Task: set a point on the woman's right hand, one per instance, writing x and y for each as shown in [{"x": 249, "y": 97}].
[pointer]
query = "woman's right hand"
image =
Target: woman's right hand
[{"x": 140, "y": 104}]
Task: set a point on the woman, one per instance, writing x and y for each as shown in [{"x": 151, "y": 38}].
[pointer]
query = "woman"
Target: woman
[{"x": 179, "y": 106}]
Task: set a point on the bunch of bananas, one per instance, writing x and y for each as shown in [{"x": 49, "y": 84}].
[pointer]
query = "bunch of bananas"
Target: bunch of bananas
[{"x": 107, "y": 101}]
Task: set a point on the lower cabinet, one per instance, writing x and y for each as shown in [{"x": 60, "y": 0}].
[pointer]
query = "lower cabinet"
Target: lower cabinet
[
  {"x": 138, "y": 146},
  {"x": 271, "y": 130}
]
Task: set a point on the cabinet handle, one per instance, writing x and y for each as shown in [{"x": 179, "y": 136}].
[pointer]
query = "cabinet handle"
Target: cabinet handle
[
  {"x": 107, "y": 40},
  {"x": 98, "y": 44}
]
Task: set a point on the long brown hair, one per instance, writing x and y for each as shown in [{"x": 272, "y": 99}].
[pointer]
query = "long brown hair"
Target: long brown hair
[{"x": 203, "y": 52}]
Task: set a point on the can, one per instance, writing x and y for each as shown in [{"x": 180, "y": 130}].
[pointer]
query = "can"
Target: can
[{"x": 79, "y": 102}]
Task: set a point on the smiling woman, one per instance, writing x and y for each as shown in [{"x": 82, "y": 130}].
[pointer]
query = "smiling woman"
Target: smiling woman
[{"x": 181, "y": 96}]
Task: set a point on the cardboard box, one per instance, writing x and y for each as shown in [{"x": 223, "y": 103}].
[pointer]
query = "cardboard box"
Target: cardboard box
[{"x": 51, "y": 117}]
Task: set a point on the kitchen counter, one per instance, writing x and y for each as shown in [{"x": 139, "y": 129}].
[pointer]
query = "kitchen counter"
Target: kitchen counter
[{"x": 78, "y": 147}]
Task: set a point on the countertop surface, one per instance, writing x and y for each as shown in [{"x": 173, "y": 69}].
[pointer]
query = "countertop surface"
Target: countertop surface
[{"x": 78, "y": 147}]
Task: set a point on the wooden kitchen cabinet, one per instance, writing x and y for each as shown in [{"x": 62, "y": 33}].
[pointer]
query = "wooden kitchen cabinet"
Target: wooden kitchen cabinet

◆ ◆ ◆ ◆

**Exercise details**
Restate the records from above exactly as they read.

**Answer section**
Task: set a point on the woman's right hand, one per instance, writing x and y for each as shown in [{"x": 249, "y": 97}].
[pointer]
query = "woman's right hand"
image =
Target: woman's right hand
[{"x": 140, "y": 104}]
Task: set a point on the woman, one per instance, writing x and y for each as shown in [{"x": 151, "y": 38}].
[pointer]
query = "woman"
Target: woman
[{"x": 179, "y": 106}]
Task: set a point on the bunch of bananas, one per instance, writing x and y for each as shown in [{"x": 49, "y": 84}].
[pointer]
query = "bunch of bananas"
Target: bunch of bananas
[{"x": 107, "y": 101}]
Task: set a point on the lower cabinet, one per instance, writing x and y for each as shown in [{"x": 60, "y": 0}].
[pointer]
query = "lower cabinet"
Target: lower cabinet
[
  {"x": 138, "y": 146},
  {"x": 271, "y": 130}
]
Task: set a point on the cabinet handle, one per instance, writing x and y for each as shown in [{"x": 179, "y": 136}].
[pointer]
query = "cabinet handle"
Target: cabinet handle
[
  {"x": 107, "y": 40},
  {"x": 98, "y": 44}
]
Task: set a point on the long brown hair, one per instance, writing x and y for each as shown in [{"x": 272, "y": 99}].
[pointer]
query = "long brown hair"
Target: long brown hair
[{"x": 203, "y": 52}]
Task: set a point on the can, one per instance, writing x and y for each as shown in [{"x": 180, "y": 130}].
[pointer]
query = "can"
Target: can
[{"x": 79, "y": 102}]
Task: set a point on the smiling woman, one per instance, writing x and y for each as shown in [{"x": 82, "y": 130}].
[pointer]
query = "smiling woman"
Target: smiling woman
[{"x": 181, "y": 96}]
Task: set a point on the cardboard box, one per instance, writing x and y for each as shown in [{"x": 223, "y": 103}].
[pointer]
query = "cardboard box"
Target: cardboard box
[{"x": 51, "y": 117}]
Task: set a point on the kitchen counter, one per instance, writing x and y for each as shown in [{"x": 139, "y": 129}].
[pointer]
query = "kitchen counter"
Target: kitchen counter
[{"x": 78, "y": 147}]
Task: set a point on the countertop surface, one per instance, writing x and y for each as shown in [{"x": 173, "y": 69}].
[pointer]
query = "countertop surface"
Target: countertop surface
[{"x": 78, "y": 147}]
Task: set a point on the wooden kitchen cabinet, one per instance, writing x and y for each as shown in [{"x": 62, "y": 33}].
[pointer]
query = "wooden kitchen cabinet"
Target: wooden kitchen cabinet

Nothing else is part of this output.